■ **QUESTIONS ON THE MATERIAL**:
[a] Transcribe the article on USC's fundraising campaign word for word, starting at "But in the last" and ending at "with $6 billion?".
[b] Write the next part of the article on USC's fundraising campaign, picking up right after its last line.

■ **TEXT UNDER STUDY**:
= = = =

USC is about to reach its $6-billion fundraising goal more than 17 months ahead of schedule and will be extending the campaign five more years, university President C.L. Max Nikias announced Wednesday during his annual address to the faculty.
The momentum has helped USC grow much faster than expected, he said. When the effort was announced in 2011, it was considered the largest fundraising goal in American academia.
“The university continues to set new ambitions in the sciences, engineering and medicine, as well as the arts and humanities, while working to expand access for lower- and middle-income students,” Nikias said.
Compared with other research universities of its size, USC has a relatively small endowment.
But in the last 6½ years, USC has raised as much as it had during the prior 6½ decades combined, officials said. The funding has expanded USC’s work in education, research, patient care, the arts and community outreach, and has helped the university recruit nationally recognized faculty and research projects.
What do you do with $6 billion?

= = = =

■ **ENTRIES SUPPLIED**:
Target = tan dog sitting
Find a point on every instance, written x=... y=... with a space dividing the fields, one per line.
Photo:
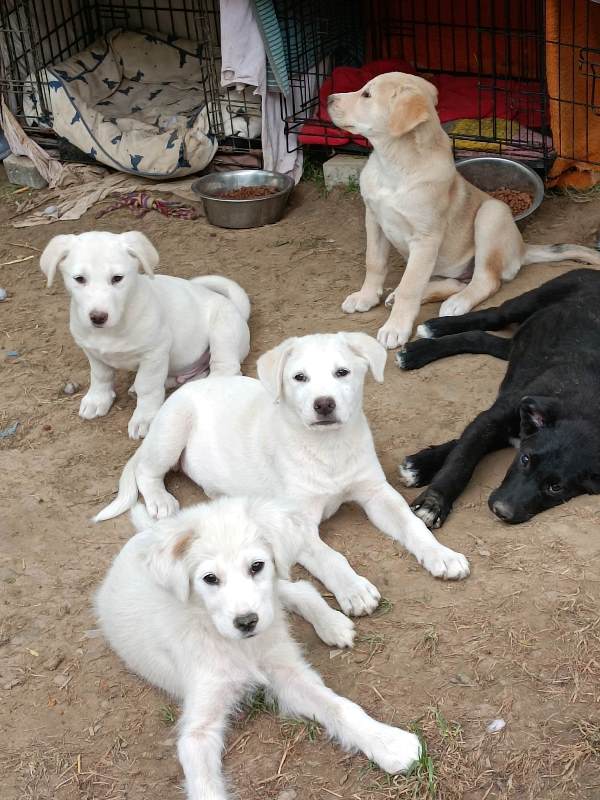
x=416 y=201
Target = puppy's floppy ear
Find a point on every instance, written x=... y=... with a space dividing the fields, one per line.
x=167 y=560
x=370 y=350
x=408 y=109
x=284 y=529
x=538 y=412
x=271 y=364
x=54 y=253
x=140 y=247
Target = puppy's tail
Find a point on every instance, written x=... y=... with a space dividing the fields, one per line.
x=128 y=493
x=534 y=253
x=228 y=288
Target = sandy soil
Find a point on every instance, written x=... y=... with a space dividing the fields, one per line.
x=519 y=640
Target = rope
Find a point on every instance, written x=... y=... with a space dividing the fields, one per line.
x=140 y=203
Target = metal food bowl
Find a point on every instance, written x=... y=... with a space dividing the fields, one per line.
x=251 y=213
x=489 y=173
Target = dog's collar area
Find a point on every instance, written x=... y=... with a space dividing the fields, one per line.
x=199 y=367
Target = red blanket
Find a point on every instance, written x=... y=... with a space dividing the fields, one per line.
x=459 y=98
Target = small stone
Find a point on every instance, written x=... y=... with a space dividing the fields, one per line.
x=463 y=679
x=63 y=610
x=54 y=661
x=287 y=794
x=496 y=725
x=11 y=684
x=70 y=388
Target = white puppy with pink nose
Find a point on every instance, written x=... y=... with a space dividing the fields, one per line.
x=168 y=329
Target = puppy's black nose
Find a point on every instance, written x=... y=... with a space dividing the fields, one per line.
x=502 y=510
x=324 y=406
x=98 y=317
x=246 y=622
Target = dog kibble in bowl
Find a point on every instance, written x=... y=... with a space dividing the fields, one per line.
x=518 y=202
x=249 y=192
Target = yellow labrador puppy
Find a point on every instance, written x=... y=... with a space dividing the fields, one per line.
x=459 y=243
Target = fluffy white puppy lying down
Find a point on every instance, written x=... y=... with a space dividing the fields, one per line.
x=298 y=433
x=168 y=329
x=195 y=605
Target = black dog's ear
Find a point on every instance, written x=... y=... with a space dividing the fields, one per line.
x=538 y=412
x=591 y=483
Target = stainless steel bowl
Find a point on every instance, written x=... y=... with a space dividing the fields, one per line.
x=250 y=213
x=488 y=174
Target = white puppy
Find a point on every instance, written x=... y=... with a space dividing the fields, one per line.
x=168 y=329
x=194 y=605
x=299 y=433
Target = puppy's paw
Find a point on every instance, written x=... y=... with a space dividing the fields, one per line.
x=395 y=750
x=336 y=629
x=409 y=474
x=360 y=301
x=96 y=404
x=455 y=305
x=393 y=335
x=161 y=505
x=358 y=599
x=139 y=424
x=444 y=563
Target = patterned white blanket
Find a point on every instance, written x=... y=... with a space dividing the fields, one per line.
x=133 y=101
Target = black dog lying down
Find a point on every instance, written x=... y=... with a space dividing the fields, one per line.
x=549 y=400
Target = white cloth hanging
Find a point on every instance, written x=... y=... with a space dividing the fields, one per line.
x=244 y=60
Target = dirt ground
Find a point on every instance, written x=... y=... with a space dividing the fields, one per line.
x=518 y=640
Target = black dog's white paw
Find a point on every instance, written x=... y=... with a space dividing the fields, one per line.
x=431 y=507
x=409 y=475
x=424 y=331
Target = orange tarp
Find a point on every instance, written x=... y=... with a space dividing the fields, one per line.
x=573 y=76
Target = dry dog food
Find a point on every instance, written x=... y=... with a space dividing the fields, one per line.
x=248 y=192
x=516 y=201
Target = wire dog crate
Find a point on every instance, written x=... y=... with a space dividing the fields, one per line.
x=514 y=77
x=35 y=34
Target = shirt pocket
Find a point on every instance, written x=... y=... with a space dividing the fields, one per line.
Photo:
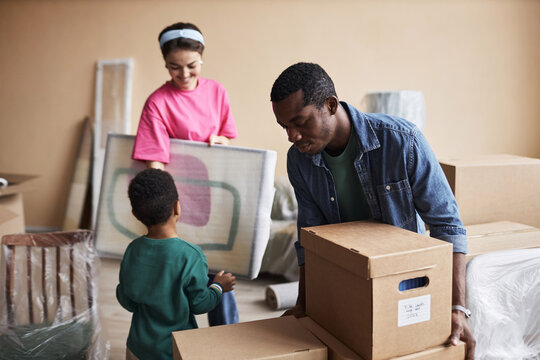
x=396 y=201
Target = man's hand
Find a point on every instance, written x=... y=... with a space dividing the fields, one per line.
x=227 y=281
x=297 y=310
x=461 y=331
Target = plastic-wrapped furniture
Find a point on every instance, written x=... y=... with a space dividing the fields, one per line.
x=503 y=293
x=49 y=310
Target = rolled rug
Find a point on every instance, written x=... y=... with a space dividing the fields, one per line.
x=282 y=296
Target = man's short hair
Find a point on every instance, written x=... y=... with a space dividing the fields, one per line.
x=152 y=194
x=314 y=82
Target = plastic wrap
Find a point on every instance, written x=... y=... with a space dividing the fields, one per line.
x=282 y=296
x=49 y=308
x=409 y=105
x=284 y=206
x=503 y=294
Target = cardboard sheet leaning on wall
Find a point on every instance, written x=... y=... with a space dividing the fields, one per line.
x=225 y=192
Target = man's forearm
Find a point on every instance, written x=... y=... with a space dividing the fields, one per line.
x=302 y=288
x=458 y=279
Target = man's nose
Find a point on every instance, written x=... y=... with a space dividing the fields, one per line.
x=293 y=134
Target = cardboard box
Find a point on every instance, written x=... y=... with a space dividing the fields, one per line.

= = = =

■ **SOLVED PROBLEMS**:
[a]
But in the last 6½ years, USC has raised as much as it had during the prior 6½ decades combined, officials said. The funding has expanded USC’s work in education, research, patient care, the arts and community outreach, and has helped the university recruit nationally recognized faculty and research projects.
What do you do with $6 billion?

[b]
Half of the money will be used to increase the university’s endowment, which has grown to more than $4.6 billion, according to USC’s latest financial report. The rest would go toward new buildings and labs and expanding research.
So far, the money has created 100 new faculty positions, endowed 19 new research centers and institutions, and more than doubled USC’s financial aid pool to $330 million annually.
USC has expanded by 4.7 million square feet since 2010, and $1 billion of the money has been designated for building projects. One major project is a new 15-acre “village” that will include shops and eight residential colleges.
How did USC raise so much money so fast?
With the help of a fundraising team of 470 people — which has more than doubled since the campaign began. The team meets with leaders of foundations and corporations that support higher education and social issues. Some focus on identifying key potential donors and building individual relationships with philanthropists; others arrange for university leaders to fly around the globe to make the pitches in person.
USC spends about nine cents to raise each gift dollar, which is relatively low, said Albert Checcio, USC’s senior vice president of university advancement.
Who has given so far?
More than 322,000 people have donated to the campaign. About 64% of total donations came from from non-alumni, Checcio said. Alumni giving totaled $2.2 billion, and parents gave $1.9 billion.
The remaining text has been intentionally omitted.